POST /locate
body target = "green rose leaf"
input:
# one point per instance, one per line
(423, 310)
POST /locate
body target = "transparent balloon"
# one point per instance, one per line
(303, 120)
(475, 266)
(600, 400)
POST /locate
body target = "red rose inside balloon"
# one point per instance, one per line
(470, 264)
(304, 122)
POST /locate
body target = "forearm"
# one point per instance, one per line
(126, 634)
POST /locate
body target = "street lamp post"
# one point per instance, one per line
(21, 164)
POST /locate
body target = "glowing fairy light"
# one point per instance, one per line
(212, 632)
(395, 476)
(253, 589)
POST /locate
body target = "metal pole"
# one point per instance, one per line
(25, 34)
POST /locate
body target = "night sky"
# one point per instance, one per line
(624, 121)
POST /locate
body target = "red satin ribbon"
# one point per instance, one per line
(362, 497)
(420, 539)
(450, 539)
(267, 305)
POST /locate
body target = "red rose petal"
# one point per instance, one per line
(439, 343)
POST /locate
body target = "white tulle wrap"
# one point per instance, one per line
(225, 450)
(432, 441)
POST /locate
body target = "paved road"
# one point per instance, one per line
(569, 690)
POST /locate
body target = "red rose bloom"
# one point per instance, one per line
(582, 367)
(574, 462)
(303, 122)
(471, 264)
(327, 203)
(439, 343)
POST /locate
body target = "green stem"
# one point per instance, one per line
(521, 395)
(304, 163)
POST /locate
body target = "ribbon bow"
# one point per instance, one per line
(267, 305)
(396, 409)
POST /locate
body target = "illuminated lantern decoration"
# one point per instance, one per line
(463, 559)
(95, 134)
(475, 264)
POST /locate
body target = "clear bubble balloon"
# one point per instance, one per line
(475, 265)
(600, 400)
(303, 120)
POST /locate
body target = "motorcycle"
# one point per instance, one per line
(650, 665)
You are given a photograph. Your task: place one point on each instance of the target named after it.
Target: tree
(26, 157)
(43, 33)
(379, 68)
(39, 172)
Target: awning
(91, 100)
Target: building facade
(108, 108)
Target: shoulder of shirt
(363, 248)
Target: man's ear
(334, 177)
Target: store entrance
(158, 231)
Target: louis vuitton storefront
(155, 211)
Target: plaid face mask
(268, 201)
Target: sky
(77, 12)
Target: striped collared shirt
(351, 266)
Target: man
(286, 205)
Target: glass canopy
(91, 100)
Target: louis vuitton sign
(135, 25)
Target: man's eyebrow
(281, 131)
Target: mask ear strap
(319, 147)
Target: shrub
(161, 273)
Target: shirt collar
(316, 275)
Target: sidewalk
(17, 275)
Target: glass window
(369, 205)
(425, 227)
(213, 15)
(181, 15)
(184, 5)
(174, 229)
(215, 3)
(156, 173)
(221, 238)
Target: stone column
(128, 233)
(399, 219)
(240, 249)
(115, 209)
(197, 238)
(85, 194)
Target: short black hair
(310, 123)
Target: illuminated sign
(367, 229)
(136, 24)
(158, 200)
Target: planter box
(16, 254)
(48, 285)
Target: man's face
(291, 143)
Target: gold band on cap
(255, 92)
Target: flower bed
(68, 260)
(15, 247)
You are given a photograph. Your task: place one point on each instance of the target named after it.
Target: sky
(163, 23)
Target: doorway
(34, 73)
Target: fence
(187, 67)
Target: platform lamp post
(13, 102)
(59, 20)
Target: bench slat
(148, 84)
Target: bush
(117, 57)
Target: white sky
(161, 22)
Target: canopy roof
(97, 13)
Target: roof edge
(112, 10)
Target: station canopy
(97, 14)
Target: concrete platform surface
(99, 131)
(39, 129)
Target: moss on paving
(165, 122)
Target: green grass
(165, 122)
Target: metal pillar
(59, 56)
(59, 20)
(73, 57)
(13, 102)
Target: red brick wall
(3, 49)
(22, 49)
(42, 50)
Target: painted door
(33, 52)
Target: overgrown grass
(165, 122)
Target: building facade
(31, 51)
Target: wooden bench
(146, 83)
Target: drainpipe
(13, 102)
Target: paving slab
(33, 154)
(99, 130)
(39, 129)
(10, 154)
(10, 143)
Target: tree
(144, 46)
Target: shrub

_ _ _ _

WHAT THE TASK REQUIRES: Please transcribe each of the entries, exactly as written.

PROBLEM SOLUTION:
POST /locate
body target = "green rose leaf"
input:
# one point per instance, one per line
(423, 310)
POST /locate
body target = "transparent balloon"
# one point per instance, one per line
(303, 120)
(475, 266)
(600, 400)
POST /locate
body target = "red rose inside balloon"
# one point per instance, one per line
(470, 264)
(304, 122)
POST /locate
body target = "forearm"
# one point per instance, one per line
(126, 634)
POST /locate
body target = "street lamp post"
# one point per instance, one per line
(21, 164)
POST /locate
body target = "glowing fairy light"
# one point per instance, one per line
(212, 632)
(395, 476)
(253, 589)
POST /locate
body target = "metal pole"
# one point per instance, one per line
(25, 34)
POST /locate
body target = "night sky"
# one point per instance, one per line
(624, 121)
POST /locate
body target = "red satin ribbon"
# one point per instance, one per line
(362, 497)
(420, 539)
(450, 539)
(267, 305)
POST /locate
body target = "red rose petal"
# one point per instance, one per line
(439, 343)
POST /locate
body target = "white tulle wrap"
# one point per instance, one per line
(225, 450)
(432, 441)
POST /locate
body target = "paved road"
# one point per instance, one per line
(569, 690)
POST /locate
body target = "red rose bloom"
# one point per instance, one per line
(582, 367)
(574, 462)
(303, 122)
(471, 264)
(327, 203)
(439, 343)
POST /locate
body target = "green stem"
# one point per instance, one per line
(521, 395)
(304, 163)
POST /locate
body target = "ribbon bow"
# one point per instance, one per line
(267, 305)
(396, 409)
POST /locate
body target = "illuminated lantern decoration"
# one point per instance, one per line
(463, 559)
(95, 134)
(475, 264)
POST /locate
body target = "clear bubble balloon"
# one point per instance, one per line
(475, 265)
(600, 400)
(303, 120)
POST /locate
body target = "motorcycle"
# one point per instance, one per line
(650, 665)
You are given a photograph. Your task: place one point on each instance of the target named after it.
Target: tree
(26, 157)
(43, 33)
(379, 68)
(39, 172)
Target: awning
(91, 100)
Target: building facade
(108, 108)
Target: shoulder of shirt
(363, 248)
Target: man's ear
(334, 177)
Target: store entrance
(158, 231)
Target: louis vuitton storefront
(155, 211)
Target: plaid face mask
(268, 201)
Target: sky
(77, 12)
Target: striped collared shirt
(351, 266)
Target: man
(286, 205)
Target: glass canopy
(91, 100)
Target: louis vuitton sign
(135, 25)
Target: man's eyebrow
(281, 131)
Target: mask ear strap
(319, 147)
Target: shrub
(161, 273)
Target: shirt collar
(316, 275)
Target: sidewalk
(17, 275)
Target: glass window
(369, 205)
(425, 227)
(213, 15)
(181, 15)
(184, 5)
(174, 229)
(215, 3)
(156, 173)
(221, 238)
Target: stone column
(128, 233)
(399, 219)
(240, 249)
(115, 209)
(197, 238)
(85, 194)
Target: short black hair
(310, 123)
Target: illuminated sign
(367, 229)
(136, 24)
(158, 200)
Target: planter box
(16, 254)
(48, 285)
Target: man's face
(291, 143)
Target: gold band on cap
(255, 92)
Target: flower bed
(68, 260)
(15, 247)
You are given a photograph. Your task: place one point on each instance of the target named after it.
Target: sky
(163, 23)
Target: doorway
(34, 73)
Target: fence
(187, 67)
Target: platform lamp post
(13, 102)
(59, 20)
Target: bench slat
(148, 84)
Target: bush
(117, 57)
Target: white sky
(161, 22)
Target: canopy roof
(97, 13)
Target: roof edge
(112, 10)
Target: station canopy
(97, 14)
Target: concrete platform surface
(99, 131)
(39, 129)
Target: moss on paving
(165, 122)
Target: green grass
(165, 122)
Target: metal pillar
(59, 56)
(59, 20)
(73, 57)
(13, 102)
Target: red brick wall
(3, 49)
(22, 49)
(42, 50)
Target: painted door
(33, 52)
Target: overgrown grass
(165, 122)
Target: building facade
(31, 51)
Target: wooden bench
(146, 83)
Target: drainpipe
(13, 102)
Target: paving slab
(33, 154)
(99, 130)
(39, 129)
(10, 154)
(10, 143)
Target: tree
(144, 46)
Target: shrub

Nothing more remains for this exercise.